What you need to do:
[1] Decide whether each statement (a), (b) and (c) agrees with the Wayland thread, and answer yes or no, quoting the words from the thread that decide it. (a) The first commenter returned to X11 after a few months on Wayland. (b) The second commenter installed SUSE from 3 1/2 floppies. (c) The second commenter says AppleScript and d-bus worked well for automation.
[2] Rewrite the Wayland thread from "They claim 30" to "I am myself.", using "contributors" in place of "developers".
[3] Write what comes next in the Wayland thread, starting after its final sentence.

FRESH

Hacker News

Home

Exploring the Fragmentation of Wayland, an xdotool adventure

94 points by viraptor

by ziotom78

1 subcomments

Xdotool and Xmodmap are the two main reasons why, after a few months running Wayland+keyd+dotool I went back to X11. I found really hard to have the following things working at once:
- Italian layout for my keyboard with heavily-customized AltGr keys for mathematical notation (in X11 it's just a matter of having a Xmodmap file)
- Using Espanso for many common shortcuts like :date: (current YYYY-MM-DD date) and :pidigits:
- A reasonable way to run Windows in a VM while using an Italian layout for my keyboard
- The possibility to use automation scripts using something as close as possible to xdotool
- Sometimes I use my home keyboard, sometimes I use my work keyboard, and sometimes I use my laptop keyboard. I expect the system to work in the same way regardless of my input device
It's not that Wayland prevents one from doing all this stuff, but the available solutions were fragile and complicated and took me so long before figuring solutions that only worked partially... For instance, to make keyd work as expected, I was forced to set up my Italian keyboard as an English keyboard and then remap all the keys manually... And every time I plugged a new keyboard, I had to tell keyd to enable my customizations on it, because telling it to use the layout with any keyboard conflicted with VirtualBox.
I understand that X11 is too complicated to be maintained, but from an user's perspective, so far I am far more efficient in X11.

by clemens3

0 subcomment

I am surprised, 87 comments and so far nobody has mentioned X11Libre.
They claim 30 developers right now. Don't know if true and if they are any good, but when the time comes to update my xserver, I will have a look at them - just to show my support.
Ah aeh, Wayland, it too got pitched to me recently. But I don't see it improves on any use case I have, but actively disables functionality I need. So a big no go and pass. Why should I change anything in my single-user distro - thank you.
Some of us thought to ourselves in the 90s, I don't have to use Windows. There is something called Linux. I remember installing SUSe from 5 1/4 floppies (A LOT of them) and configuring scanlines and hoping my CRT survives the first startx command. I gave no one authority to say what get's deprecated and what not to me. The only person who can do this I am myself.
I use Linux because of people back then as Linux Torvalds and today Jordan Sissel, who do the right thing out of passion and not expectation of financial or other reward. Just for themselves and then share it, because it might be useful for others too. It's not a 9 to 5 job to them.
People like Lennart Poettering or some other kids who want to coax me into accepting their toys are a reason for me to run away as fast as possible from such shenanigans. I survived editing the scan lines, I don't need software from IBM.
Regarding Wayland and GUIs: GUIs have been much worse than command line and batch environments for automation. xdotool is kind of the best we have (basically just creating macros like in an editor for the whole system), but neither X11 nor the applications are really designed for automation. AppleScript and d-bus all kind of never really worked out. What will happen now with text based gen-AI models, we will go back to good old text (plus speach) interfaces. We will just tell (e.g. in a text box) the AI what we want and they find a way to deliver whatever it is we asked for. Then finally the AI properly controls a web browser for us, but we don't need to see any of that.

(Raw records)
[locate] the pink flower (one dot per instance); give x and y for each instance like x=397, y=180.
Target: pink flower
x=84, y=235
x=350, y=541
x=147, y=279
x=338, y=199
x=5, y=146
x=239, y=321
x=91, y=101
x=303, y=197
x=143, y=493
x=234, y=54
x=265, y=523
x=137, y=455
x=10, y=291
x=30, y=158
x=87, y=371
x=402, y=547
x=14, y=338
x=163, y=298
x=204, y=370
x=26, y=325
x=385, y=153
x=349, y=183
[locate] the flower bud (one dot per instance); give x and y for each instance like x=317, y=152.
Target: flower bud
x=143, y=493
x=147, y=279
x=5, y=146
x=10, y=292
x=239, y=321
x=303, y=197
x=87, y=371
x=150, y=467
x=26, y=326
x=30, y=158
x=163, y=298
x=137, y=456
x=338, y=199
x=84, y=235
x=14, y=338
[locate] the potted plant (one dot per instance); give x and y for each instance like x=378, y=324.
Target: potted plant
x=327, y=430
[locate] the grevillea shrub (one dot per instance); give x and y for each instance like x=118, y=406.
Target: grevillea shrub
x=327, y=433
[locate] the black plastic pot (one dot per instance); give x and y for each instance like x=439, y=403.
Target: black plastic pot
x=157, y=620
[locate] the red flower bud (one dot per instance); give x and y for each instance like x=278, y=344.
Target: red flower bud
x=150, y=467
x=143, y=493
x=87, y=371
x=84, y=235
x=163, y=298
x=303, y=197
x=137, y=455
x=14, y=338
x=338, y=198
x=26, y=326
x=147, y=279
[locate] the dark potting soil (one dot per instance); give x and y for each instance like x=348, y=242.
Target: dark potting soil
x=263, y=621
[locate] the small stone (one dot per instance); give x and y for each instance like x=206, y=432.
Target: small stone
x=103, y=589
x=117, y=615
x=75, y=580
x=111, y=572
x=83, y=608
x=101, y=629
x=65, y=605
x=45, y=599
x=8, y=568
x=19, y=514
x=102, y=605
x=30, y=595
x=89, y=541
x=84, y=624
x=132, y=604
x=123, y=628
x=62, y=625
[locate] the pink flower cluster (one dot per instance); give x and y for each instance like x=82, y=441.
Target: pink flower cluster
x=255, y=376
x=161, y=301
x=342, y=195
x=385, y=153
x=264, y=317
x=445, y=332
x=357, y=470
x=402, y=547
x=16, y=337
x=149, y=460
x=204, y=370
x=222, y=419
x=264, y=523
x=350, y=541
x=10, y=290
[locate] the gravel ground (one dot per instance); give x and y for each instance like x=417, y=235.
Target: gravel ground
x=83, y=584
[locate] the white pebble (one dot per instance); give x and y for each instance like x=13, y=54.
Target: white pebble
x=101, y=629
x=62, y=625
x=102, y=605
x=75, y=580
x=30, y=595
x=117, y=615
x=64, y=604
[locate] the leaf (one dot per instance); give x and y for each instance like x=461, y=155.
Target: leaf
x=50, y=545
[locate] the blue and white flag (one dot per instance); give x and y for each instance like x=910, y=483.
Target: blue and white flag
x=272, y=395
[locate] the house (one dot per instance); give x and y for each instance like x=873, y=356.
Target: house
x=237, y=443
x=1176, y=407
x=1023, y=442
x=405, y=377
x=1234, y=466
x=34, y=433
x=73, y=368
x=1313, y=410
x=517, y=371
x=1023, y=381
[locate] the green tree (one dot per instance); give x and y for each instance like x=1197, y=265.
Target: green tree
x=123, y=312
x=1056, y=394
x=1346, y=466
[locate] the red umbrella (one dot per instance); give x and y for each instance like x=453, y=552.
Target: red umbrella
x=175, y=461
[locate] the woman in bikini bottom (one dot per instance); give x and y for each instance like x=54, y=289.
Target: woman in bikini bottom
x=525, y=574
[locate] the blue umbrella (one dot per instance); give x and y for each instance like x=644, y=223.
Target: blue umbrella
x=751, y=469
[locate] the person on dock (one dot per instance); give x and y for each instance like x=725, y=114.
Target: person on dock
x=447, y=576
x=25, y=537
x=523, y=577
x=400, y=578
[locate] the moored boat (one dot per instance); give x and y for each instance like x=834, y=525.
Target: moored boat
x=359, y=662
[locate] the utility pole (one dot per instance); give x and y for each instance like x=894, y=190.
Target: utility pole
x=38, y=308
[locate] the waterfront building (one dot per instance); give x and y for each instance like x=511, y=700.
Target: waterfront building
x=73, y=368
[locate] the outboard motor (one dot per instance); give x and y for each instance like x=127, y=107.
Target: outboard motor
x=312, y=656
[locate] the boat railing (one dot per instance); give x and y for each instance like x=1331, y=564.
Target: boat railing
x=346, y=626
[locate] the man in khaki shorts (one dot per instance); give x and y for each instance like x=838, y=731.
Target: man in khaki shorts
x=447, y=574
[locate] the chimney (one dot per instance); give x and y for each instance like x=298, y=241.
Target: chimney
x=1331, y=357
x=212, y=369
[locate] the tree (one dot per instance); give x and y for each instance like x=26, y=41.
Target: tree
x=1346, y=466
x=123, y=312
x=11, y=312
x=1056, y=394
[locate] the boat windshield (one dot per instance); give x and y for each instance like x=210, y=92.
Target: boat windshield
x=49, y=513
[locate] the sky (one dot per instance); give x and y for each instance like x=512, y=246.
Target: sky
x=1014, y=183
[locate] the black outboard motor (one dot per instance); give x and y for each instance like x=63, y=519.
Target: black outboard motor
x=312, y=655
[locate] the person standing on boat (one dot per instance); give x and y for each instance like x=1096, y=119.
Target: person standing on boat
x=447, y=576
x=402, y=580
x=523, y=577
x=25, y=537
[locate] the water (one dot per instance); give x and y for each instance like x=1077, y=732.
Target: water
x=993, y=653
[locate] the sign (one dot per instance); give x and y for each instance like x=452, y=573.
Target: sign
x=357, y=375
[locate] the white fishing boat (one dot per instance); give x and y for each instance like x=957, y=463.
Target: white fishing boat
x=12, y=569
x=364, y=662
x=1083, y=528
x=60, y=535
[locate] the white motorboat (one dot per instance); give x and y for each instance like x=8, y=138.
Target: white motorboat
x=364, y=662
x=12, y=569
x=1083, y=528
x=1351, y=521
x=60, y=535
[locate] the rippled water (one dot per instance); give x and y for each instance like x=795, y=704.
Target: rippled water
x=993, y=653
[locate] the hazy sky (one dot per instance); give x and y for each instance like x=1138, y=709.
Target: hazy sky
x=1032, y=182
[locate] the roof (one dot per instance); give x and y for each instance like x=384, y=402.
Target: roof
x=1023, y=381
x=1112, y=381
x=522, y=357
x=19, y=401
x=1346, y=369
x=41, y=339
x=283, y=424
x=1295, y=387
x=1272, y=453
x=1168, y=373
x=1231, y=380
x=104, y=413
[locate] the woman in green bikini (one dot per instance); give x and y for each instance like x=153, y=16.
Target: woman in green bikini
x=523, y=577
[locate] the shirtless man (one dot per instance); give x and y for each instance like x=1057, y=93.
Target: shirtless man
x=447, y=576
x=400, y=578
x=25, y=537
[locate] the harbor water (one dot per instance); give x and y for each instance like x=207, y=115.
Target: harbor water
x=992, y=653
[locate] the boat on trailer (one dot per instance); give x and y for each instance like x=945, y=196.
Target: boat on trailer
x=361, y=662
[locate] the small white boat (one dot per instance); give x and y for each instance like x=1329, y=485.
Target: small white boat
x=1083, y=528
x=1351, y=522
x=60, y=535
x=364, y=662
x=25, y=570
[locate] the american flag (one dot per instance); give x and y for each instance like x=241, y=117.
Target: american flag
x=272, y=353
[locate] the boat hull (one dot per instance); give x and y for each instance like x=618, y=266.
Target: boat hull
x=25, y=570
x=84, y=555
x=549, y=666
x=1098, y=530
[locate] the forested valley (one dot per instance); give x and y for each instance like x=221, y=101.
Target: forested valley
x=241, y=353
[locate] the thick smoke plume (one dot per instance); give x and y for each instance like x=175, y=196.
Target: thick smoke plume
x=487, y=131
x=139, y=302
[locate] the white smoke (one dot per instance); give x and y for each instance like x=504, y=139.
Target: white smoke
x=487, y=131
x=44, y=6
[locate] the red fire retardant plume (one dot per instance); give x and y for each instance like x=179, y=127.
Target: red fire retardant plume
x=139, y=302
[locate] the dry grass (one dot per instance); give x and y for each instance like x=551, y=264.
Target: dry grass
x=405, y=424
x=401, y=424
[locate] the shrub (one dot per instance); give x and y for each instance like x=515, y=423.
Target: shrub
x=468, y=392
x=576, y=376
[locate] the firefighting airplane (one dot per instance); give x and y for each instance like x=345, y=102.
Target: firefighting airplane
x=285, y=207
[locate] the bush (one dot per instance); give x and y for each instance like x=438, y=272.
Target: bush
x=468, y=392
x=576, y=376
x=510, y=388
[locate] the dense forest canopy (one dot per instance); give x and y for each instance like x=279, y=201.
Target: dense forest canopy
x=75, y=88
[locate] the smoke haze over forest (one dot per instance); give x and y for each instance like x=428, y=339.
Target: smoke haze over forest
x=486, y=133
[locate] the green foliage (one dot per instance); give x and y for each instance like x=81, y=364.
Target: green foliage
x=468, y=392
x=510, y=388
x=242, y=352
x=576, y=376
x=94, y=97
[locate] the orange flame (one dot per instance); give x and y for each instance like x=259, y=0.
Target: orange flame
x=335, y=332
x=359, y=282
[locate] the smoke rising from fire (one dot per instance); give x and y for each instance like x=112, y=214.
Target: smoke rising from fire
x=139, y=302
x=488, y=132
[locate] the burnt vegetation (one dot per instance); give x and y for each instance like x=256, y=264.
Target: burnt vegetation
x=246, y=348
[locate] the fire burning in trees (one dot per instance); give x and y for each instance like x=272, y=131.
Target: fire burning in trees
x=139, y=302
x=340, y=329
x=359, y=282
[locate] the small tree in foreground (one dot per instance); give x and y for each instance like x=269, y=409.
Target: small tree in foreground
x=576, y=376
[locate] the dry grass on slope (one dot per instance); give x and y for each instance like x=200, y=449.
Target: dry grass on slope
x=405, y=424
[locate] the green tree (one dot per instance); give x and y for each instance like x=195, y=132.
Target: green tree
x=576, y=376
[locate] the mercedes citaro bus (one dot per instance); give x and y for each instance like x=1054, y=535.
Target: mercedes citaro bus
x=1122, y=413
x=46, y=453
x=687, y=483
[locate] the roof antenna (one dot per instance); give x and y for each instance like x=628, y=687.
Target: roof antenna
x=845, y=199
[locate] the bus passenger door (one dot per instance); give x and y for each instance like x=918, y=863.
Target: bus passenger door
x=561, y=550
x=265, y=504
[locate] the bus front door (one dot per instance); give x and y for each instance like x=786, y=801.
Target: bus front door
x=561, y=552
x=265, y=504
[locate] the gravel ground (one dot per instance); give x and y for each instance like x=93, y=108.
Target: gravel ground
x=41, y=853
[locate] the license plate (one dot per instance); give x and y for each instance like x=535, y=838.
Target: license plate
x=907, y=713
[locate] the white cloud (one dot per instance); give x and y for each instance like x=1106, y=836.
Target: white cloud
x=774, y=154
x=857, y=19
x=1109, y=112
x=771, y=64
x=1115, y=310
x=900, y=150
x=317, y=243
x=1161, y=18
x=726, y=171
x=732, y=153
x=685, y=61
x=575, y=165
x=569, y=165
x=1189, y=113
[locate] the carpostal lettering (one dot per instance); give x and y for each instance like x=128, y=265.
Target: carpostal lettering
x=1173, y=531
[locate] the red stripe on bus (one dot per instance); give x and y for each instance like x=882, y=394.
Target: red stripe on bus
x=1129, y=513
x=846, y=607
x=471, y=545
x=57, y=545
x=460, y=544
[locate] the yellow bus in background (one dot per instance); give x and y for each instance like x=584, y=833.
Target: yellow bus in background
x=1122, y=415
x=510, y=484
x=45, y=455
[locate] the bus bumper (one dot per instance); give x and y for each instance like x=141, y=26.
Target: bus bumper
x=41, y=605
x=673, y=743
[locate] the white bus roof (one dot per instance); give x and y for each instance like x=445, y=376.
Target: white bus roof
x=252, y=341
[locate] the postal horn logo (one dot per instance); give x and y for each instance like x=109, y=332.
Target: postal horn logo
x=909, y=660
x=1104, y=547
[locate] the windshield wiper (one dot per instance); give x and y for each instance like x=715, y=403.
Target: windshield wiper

Task-by-task answers:
[1]
(a) Yes: "after a few months running Wayland+keyd+dotool I went back to X11"
(b) No: "I remember installing SUSe from 5 1/4 floppies"
(c) No: "AppleScript and d-bus all kind of never really worked out."

[2]
They claim 30 contributors right now. Don't know if true and if they are any good, but when the time comes to update my xserver, I will have a look at them - just to show my support.
Ah aeh, Wayland, it too got pitched to me recently. But I don't see it improves on any use case I have, but actively disables functionality I need. So a big no go and pass. Why should I change anything in my single-user distro - thank you.
Some of us thought to ourselves in the 90s, I don't have to use Windows. There is something called Linux. I remember installing SUSe from 5 1/4 floppies (A LOT of them) and configuring scanlines and hoping my CRT survives the first startx command. I gave no one authority to say what get's deprecated and what not to me. The only person who can do this I am myself.

[3]
by dvntsemicolon

11 subcomments

You'll never find me saying that Wayland development is good in its present state. I think it's a mess and it has a lot of issues.
But let's be honest about Xorg. The overwhelming majority of people who worked on Xorg are now developing Wayland. Why? Because developing Xorg is a massive pain in the butt. It is a 400K LOC behemoth of a project and it has a ridiculous amount of technical debt. I would have to imagine that if the Xorg developers thought they could fix Xorg, they would do that instead of making a new thing.

by cycomanic

0 subcomment

I don't understand a lot of the complains. It asks for a remote connection? That's because of xwayland (which is x11 inside) not wayland AFAIK. Also all the comments about how that is weird on a single system, mmh the whole X server/client architecture always sounded like one was running like on a remote system.
I actually like the approach that compositors are much more different from each other than WMs used to be, that allows people to experiment much more. Also let's not forget that X was a plethora of different plugins and incompatabilities. The reason many didn't encounter that was that the almost everyone was running xorg with all plugins, that said I still remember the hoops one had to jump through to get transparency etc. You needed a compositor and not all compositors were compatible with all WMs (and all had different capabilities).
That said I do also wish that the protocol would evolve faster. It is my impression that if it wasn't for the wlroots people not much would have happened, especially because the gnome guys seem to rather just implement something for themselves and don't try to use or push the standard.

by erlkonig

0 subcomment

The general movement of UI paradigm has been from one tech to the next with a focus on backwards compat. Almost amusingly so at times, but this is how all the earlier users and use cases can most easily progress. E.g.
* hollerith cards and sundry + printer * printing teletype * dumb (video) terminal * smart (cursor addressable) terminal * images of smart terminals * images of smart terminals with color (businesses resisted color for years) * ... ?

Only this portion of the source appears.